* [Written instruction]: Copy the records below word for word, from their first line through the line containing "[(65, 347)]", and include that line.
╭─ Records to use
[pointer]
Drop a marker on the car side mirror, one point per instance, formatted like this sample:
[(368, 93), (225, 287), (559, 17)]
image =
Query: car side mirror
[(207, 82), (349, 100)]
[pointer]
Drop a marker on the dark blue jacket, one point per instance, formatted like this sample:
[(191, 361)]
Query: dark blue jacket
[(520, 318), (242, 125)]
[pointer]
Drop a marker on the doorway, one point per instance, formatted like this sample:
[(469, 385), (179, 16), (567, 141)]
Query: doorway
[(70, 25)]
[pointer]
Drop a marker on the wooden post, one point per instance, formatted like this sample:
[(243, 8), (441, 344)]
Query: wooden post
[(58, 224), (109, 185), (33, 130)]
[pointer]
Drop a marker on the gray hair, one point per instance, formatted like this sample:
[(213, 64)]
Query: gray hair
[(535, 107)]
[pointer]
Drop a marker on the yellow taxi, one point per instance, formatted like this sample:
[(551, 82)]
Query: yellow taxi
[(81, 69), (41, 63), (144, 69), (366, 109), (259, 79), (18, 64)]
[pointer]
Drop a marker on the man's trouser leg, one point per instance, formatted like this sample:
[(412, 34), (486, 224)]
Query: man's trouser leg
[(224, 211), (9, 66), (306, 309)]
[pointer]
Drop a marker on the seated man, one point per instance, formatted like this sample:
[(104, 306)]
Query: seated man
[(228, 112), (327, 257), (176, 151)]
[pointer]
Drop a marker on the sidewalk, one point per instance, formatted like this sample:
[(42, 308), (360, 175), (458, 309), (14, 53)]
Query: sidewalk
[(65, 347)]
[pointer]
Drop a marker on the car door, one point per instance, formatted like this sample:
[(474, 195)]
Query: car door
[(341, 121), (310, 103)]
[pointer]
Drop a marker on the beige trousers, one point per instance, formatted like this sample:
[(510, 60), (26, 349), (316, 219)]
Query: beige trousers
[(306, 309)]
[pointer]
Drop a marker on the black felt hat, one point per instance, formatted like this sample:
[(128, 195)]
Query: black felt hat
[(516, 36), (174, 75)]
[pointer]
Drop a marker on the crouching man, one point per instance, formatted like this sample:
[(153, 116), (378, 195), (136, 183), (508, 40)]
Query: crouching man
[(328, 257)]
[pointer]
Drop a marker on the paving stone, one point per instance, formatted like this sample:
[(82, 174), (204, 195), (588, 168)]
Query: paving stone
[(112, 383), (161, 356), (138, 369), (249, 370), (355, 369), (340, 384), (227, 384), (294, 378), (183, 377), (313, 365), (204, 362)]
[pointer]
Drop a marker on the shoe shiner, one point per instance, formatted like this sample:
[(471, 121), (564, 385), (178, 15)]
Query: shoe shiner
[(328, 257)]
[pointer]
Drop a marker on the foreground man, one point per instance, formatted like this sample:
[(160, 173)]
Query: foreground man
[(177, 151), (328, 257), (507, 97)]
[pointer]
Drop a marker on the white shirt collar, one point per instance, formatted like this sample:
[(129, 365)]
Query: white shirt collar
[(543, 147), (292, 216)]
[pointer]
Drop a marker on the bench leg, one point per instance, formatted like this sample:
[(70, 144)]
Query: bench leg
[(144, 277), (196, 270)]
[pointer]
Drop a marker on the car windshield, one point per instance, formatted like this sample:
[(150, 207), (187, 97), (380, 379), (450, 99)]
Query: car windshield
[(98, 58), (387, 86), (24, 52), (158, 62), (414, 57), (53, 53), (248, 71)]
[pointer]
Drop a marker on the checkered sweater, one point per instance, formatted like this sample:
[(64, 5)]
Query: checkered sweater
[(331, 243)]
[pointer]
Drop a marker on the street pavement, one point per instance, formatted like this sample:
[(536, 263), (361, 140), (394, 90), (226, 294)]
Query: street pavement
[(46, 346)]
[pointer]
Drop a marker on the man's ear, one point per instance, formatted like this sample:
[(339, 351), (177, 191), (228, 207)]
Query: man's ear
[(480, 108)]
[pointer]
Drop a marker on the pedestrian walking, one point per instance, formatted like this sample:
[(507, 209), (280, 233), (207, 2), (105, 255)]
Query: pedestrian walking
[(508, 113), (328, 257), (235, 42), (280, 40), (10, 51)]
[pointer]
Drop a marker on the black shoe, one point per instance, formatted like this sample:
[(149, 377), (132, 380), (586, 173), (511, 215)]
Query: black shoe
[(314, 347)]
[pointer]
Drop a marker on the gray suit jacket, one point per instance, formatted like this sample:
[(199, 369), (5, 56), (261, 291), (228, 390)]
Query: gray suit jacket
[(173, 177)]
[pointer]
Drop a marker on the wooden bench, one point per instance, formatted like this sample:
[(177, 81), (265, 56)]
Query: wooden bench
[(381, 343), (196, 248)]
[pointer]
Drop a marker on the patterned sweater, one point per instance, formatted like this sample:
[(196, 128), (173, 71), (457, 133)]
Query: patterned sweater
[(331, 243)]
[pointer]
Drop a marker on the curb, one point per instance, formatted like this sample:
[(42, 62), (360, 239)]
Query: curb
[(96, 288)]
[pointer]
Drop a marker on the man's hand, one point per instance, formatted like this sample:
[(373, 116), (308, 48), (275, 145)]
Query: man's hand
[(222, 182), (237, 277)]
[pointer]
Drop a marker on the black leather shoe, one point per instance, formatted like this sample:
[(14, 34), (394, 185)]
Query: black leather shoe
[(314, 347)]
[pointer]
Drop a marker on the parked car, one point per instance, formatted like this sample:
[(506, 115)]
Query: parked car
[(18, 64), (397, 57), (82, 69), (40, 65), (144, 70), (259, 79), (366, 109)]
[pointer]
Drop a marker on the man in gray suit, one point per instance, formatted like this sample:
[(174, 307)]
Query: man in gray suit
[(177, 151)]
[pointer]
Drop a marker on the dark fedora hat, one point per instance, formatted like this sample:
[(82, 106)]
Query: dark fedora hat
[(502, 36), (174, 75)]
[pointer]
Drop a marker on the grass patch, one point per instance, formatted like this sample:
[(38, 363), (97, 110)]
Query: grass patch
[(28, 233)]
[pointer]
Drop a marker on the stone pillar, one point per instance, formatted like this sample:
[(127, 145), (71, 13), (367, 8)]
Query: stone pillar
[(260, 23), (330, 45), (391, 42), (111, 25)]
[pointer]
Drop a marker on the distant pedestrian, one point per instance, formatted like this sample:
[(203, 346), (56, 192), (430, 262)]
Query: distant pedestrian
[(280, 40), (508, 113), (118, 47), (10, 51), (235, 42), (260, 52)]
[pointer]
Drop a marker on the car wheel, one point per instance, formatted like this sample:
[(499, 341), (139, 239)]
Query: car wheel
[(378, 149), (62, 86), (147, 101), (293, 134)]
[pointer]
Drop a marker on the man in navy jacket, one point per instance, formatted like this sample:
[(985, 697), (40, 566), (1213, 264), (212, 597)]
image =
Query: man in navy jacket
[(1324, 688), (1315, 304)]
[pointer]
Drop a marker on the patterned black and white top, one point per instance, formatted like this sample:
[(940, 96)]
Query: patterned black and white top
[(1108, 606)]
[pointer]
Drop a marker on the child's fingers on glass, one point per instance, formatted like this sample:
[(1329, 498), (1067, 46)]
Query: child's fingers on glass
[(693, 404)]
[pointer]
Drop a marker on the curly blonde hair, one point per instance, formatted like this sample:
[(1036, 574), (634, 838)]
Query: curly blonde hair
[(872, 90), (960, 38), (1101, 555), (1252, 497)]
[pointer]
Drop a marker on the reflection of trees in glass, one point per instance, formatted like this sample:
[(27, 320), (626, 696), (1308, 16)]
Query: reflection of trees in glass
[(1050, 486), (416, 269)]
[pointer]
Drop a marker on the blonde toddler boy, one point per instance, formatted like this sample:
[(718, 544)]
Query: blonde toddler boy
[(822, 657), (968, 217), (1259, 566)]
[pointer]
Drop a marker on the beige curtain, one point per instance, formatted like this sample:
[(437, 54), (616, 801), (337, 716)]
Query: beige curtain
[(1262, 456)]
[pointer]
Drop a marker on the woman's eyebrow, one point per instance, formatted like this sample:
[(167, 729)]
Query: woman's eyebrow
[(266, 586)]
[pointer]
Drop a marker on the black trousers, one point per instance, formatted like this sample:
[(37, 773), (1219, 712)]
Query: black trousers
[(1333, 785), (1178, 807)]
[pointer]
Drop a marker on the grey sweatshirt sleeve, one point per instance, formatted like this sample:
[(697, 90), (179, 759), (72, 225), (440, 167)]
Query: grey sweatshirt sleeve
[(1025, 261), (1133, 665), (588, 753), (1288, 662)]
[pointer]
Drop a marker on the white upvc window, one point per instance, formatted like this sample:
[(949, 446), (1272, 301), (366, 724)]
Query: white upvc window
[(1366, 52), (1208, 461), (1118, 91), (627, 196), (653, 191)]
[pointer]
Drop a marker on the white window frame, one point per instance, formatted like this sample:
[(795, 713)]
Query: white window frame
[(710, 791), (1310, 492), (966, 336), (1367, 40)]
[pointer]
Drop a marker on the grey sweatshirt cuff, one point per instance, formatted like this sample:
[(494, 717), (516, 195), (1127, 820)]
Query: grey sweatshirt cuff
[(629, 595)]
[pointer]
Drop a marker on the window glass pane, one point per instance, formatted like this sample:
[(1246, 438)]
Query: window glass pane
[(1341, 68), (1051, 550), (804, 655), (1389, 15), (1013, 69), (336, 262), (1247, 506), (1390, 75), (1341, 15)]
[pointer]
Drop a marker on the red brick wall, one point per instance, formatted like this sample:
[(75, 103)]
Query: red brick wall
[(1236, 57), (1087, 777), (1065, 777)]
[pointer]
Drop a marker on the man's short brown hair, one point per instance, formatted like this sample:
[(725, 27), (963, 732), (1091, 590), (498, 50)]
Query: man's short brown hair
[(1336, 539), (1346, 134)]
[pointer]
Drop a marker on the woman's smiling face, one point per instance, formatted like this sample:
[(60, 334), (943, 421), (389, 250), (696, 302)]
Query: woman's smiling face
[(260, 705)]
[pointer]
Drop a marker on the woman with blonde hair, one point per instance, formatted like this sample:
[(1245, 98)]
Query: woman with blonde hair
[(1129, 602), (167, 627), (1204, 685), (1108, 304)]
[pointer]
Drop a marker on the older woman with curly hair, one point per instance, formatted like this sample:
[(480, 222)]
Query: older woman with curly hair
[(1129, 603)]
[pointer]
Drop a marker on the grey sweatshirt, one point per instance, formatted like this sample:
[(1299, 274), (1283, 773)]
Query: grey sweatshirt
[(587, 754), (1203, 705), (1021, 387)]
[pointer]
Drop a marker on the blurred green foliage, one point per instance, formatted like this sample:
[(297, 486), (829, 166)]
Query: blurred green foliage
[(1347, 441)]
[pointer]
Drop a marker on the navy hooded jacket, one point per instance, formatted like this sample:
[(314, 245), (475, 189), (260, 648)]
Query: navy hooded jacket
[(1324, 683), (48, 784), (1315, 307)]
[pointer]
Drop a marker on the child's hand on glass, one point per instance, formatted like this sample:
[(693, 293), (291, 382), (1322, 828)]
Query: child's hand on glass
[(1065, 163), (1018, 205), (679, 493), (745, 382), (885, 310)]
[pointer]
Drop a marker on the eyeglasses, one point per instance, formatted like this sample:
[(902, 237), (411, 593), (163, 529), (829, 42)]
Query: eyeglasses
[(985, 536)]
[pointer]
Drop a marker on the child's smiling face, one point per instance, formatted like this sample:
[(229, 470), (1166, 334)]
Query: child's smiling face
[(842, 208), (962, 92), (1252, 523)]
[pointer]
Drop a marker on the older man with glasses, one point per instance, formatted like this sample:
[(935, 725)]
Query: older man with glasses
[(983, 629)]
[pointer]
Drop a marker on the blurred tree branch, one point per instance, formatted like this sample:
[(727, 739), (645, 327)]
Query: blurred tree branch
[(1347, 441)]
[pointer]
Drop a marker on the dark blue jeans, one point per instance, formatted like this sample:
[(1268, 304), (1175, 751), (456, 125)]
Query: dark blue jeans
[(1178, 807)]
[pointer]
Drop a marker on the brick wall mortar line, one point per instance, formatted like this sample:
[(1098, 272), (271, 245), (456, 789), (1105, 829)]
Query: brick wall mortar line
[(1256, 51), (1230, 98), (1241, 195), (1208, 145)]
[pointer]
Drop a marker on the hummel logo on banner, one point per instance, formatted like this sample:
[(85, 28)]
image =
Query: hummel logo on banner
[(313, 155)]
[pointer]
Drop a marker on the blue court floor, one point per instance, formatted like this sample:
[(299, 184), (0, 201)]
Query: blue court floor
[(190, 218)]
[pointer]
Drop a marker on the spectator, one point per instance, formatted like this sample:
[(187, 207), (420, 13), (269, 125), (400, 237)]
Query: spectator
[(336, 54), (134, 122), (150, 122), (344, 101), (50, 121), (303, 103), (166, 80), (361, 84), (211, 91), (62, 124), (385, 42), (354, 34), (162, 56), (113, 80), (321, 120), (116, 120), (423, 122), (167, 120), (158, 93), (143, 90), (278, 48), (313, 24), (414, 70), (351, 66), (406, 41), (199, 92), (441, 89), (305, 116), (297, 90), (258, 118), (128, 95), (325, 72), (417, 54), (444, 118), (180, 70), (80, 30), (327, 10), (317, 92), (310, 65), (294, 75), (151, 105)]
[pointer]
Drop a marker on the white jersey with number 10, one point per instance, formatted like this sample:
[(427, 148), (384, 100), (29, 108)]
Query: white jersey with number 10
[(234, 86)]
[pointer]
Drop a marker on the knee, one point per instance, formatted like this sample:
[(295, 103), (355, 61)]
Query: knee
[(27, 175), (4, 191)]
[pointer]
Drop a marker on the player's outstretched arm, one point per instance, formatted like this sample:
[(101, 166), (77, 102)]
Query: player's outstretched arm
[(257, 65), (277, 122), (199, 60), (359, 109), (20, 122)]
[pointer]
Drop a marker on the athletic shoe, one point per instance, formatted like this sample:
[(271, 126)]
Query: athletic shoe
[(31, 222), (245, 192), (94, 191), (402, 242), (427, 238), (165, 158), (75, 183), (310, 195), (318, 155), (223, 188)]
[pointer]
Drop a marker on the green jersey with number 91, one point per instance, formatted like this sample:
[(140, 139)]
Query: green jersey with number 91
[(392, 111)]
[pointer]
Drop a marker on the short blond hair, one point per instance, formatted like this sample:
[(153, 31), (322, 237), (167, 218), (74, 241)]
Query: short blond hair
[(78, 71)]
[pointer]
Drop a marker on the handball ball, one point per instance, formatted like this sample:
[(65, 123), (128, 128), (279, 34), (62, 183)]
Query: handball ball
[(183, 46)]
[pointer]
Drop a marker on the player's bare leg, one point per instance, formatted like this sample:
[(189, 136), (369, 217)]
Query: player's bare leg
╰─
* [Correct answer]:
[pointer]
Drop a marker on the car side mirror, one point per instance, formatted like this sample:
[(368, 93), (225, 287), (559, 17)]
image =
Query: car side mirror
[(207, 82), (349, 100)]
[pointer]
Drop a marker on the dark blue jacket, one point per instance, formatted like this sample:
[(191, 361)]
Query: dark blue jacket
[(520, 318), (242, 125)]
[pointer]
Drop a marker on the doorway, one point per instance, formatted like this sample:
[(469, 385), (179, 16), (567, 141)]
Query: doorway
[(70, 25)]
[pointer]
Drop a marker on the wooden post, one point per instance, formatted like this sample:
[(243, 8), (441, 344)]
Query: wooden post
[(58, 224), (109, 185), (33, 130)]
[pointer]
Drop a marker on the gray hair, one point per instance, formatted like this sample:
[(213, 64)]
Query: gray hair
[(535, 107)]
[pointer]
Drop a marker on the yellow taxi, one point per instance, formatted like this sample:
[(551, 82)]
Query: yellow taxi
[(81, 69), (41, 63), (144, 69), (366, 109), (259, 79), (18, 64)]
[pointer]
Drop a marker on the man's trouser leg, one point per instance, formatted like this sample:
[(412, 34), (486, 224)]
Query: man's trouser leg
[(224, 211), (9, 66), (306, 309)]
[pointer]
Drop a marker on the seated man, one point per instance, formatted like this sample:
[(104, 306)]
Query: seated man
[(228, 112), (327, 257), (176, 151)]
[pointer]
Drop a marker on the sidewalk, one point per instance, formatted like this sample:
[(42, 308), (360, 175), (458, 309), (14, 53)]
Query: sidewalk
[(65, 347)]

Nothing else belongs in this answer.